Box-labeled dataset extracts
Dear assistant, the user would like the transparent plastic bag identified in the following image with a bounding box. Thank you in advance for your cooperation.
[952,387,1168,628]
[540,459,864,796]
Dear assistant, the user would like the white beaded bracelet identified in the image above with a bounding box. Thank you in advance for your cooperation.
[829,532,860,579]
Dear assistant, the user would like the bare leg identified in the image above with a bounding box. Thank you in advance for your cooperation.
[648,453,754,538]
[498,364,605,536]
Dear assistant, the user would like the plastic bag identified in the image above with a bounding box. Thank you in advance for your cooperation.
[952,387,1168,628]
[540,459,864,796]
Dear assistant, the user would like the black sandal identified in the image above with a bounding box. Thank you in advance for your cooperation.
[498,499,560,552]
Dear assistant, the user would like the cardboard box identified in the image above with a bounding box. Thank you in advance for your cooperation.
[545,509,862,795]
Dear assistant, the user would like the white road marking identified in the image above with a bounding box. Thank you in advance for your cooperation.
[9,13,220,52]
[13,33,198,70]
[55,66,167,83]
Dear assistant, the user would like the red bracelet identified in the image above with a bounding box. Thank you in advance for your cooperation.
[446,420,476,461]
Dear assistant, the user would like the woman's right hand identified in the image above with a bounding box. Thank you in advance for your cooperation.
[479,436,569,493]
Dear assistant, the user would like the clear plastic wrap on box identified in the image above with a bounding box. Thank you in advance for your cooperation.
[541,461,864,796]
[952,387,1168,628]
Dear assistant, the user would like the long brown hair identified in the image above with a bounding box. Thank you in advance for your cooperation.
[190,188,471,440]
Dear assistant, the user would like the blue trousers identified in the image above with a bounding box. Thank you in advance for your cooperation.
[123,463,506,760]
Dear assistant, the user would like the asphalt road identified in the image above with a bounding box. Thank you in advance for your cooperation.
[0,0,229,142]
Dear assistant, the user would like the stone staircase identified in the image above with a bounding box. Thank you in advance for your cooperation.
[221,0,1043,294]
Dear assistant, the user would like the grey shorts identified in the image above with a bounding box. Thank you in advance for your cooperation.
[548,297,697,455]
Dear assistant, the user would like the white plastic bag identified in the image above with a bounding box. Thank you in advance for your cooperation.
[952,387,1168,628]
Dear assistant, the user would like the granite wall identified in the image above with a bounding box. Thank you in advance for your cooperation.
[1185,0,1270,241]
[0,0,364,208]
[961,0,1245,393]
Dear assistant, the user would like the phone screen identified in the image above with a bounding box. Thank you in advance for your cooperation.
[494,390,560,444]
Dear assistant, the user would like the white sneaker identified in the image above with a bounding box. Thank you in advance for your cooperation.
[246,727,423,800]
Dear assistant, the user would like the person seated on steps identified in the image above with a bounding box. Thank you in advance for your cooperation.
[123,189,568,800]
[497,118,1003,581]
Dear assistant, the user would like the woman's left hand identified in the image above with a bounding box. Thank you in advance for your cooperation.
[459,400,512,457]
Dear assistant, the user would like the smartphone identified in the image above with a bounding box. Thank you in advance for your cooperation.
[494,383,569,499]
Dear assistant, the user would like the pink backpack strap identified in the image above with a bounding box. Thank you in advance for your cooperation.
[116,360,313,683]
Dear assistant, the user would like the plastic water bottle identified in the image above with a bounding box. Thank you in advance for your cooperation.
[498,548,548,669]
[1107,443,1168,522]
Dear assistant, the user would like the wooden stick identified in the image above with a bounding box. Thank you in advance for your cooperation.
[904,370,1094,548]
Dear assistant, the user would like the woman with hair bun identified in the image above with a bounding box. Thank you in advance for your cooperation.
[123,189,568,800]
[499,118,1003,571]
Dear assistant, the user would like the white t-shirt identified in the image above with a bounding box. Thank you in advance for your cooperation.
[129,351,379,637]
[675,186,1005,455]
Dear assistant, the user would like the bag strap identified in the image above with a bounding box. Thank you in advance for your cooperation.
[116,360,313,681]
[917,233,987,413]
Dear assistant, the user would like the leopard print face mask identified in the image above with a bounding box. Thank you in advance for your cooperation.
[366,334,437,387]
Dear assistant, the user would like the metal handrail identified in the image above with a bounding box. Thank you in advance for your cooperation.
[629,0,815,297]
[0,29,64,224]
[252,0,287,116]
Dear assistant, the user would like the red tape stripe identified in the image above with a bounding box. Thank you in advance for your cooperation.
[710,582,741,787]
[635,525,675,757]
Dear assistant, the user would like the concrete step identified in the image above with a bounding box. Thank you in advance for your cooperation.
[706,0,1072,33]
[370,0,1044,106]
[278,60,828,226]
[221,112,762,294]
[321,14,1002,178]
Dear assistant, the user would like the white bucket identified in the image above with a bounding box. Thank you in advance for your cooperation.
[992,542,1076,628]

_Task brief_
Convert the rows starting at the line that contains "Dear assistant, the user would like the woman's right" and ending at the line that contains "[961,0,1245,393]" into a two-column CSV with the headers instruction and boxes. Give one line per row, with each field in quotation marks and any line breaks inside a field replaced by spaces.

_Correct result_
instruction,boxes
"Dear assistant, the user would like the woman's right hand identified in the image above with a bounding box. Thank you in advance for your cooperation.","[479,436,569,493]"
"Dear assistant, the user would like the clear plastic wrap on box identified in the image above with a bounding box. Thank you in advance for your cooperation.","[541,461,864,796] [952,387,1168,628]"
"Dear assistant, the user would like the long brown hair identified in the image above with a bounding box. Thank you in advance for your cooperation.","[190,188,471,440]"
"Dear assistant, the user would like the blue trousers identified in the image above with a bounding box. Thank you in advance for your cooperation.","[123,463,506,760]"
"Dear assistant, the user would like the asphalt road identified in the image above with a bounding box. Thank you in advance for your cooperation.","[0,0,229,142]"
"Dear assistant, the user would like the stone staircase identified in the image above with a bounding box. Thank you in advance for your cooperation.","[221,0,1043,294]"
"Dear assistant, the user would like the grey shorts identified in the image above with a bounding box. Thank you in advance for your cooperation.","[548,297,697,455]"
"Dear assistant, the user would like the white plastic bag identified in the image above with a bounding box. Thank you in advance for your cooperation.","[952,387,1168,628]"
"Dear assistant, the user would like the granite wall identified in the image above with a bounding box. Thank you in advance for your cooperation.","[1185,0,1270,241] [0,0,364,208] [961,0,1245,393]"